### PAGE TEXT
- Minbaşılı
- Coordinates: 39°20′33″N 47°01′43″E﻿ / ﻿39.34250°N 47.02861°E
- Country: Azerbaijan
- Rayon: Jabrayil
- Time zone: UTC+4 (AZT)
- • Summer (DST): UTC+5 (AZT)

= Minbaşılı =

Minbashyly (Minbaşılı) is a village in the Jabrayil district of Azerbaijan, located on Araz plain, 6 km south of the city of Jabrayil, on the right bank of Chaylag River (the left tributary of the Araz).

== Toponym ==
The village bears the name of Minbashyly generation who lived in the village.

== History ==
In the 19th century, the village consisted of several oimaks (camps) in the area of Kohnakishlak. Later the population settled in this area, known as Parayatag. Two generations lived in the village: the Minbashyly and the Jafaralilar.

During the Soviet years, the village was part of the village council of the same name in Jabrayil district of Azerbaijan SSR. The village had a secondary school, a library, a community centre and a medical centre. The village was captured by Armenian forces in the First Karabakh War.

On 23 October 2020, the President Ilham Aliyev announced that Azerbaijani Army liberated the village of Minbashyly. On the same day, Azerbaijani Ministry of Defence published a video footage that allegedly showed the village of Minbashyly under the Azerbaijani control. The footages shows that all buildings in the village are destroyed during Armenian occupation.

== Population ==
According to the publication “Administrative Division of the ASSR”, prepared in 1933 by the Department of National Economic Accounting of the Azerbaijan SSR (AzNEA), as of 1 January 1933, in Minbashyly village which was part of Dash Veysalli village council of Jabrayil district of Azerbaijan SSR, there were 45 farms and 237 inhabitants. The entire population of the village council were Azerbaijanis (in the source listed as “Turks”).

In 1981, 235 people lived in the village. The village population was engaged in livestock farming, wheat cultivation, viticulture and sericulture.

Entries from a collection
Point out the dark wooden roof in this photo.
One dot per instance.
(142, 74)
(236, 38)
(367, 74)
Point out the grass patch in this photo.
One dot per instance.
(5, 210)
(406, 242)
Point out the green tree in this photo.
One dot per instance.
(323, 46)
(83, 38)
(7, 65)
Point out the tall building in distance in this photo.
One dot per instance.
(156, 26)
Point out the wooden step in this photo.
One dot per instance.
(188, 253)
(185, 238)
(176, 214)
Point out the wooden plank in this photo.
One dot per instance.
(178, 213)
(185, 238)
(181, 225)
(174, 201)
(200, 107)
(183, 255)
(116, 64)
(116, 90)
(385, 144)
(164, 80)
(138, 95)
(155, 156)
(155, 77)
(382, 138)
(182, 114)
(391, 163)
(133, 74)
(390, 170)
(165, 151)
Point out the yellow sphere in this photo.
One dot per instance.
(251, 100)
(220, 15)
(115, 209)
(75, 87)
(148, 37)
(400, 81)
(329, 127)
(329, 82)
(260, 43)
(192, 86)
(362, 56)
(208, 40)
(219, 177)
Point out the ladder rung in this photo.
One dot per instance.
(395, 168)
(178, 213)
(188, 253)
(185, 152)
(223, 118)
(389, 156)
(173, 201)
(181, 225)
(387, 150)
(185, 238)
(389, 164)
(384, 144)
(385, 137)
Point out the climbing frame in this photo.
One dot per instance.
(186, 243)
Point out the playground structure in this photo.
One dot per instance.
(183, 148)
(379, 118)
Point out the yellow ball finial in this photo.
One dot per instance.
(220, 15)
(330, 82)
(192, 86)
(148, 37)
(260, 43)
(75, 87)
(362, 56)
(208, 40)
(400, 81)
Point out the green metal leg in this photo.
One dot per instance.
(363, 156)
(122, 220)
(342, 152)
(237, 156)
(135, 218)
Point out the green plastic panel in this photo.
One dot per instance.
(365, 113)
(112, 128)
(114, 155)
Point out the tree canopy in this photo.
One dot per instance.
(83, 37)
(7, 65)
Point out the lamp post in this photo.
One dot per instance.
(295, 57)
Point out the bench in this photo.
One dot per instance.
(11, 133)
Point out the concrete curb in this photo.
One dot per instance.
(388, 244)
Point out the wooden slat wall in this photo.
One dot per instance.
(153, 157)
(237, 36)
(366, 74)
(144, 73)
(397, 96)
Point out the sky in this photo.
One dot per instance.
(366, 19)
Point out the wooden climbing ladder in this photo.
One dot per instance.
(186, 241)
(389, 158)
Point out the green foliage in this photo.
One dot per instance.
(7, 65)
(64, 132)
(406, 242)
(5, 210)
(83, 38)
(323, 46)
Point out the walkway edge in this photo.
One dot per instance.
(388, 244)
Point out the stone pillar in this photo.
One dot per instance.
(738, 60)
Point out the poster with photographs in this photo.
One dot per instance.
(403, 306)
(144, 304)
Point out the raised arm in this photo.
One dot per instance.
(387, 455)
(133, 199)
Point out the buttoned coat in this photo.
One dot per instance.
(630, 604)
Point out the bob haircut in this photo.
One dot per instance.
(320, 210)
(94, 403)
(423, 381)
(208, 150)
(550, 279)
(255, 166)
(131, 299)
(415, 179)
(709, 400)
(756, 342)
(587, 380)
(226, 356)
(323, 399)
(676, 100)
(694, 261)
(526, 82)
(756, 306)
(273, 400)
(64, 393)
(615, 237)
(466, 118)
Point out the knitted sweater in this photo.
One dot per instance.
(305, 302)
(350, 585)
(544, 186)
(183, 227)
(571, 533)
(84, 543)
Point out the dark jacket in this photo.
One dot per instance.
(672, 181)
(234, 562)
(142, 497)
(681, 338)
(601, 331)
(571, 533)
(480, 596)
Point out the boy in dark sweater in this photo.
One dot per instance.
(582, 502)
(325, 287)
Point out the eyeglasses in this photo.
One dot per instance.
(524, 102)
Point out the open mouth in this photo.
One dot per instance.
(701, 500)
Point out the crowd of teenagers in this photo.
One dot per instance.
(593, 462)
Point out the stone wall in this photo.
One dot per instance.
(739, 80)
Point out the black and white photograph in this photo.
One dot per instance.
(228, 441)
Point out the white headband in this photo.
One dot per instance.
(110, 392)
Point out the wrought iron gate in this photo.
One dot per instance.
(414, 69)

### WHAT THIS TASK INVOLVES
Answer these questions from the text on Minbashyly:
1. How far from the city of Jabrayil is the village, and in which direction?
2. How many inhabitants did the village have as of 1 January 1933?
3. How many people lived in the village in 1981?
These entries are separate material and have no connection to the text on Minbashyly.

### RESULT BELOW
1. 6 km south
2. 237
3. 235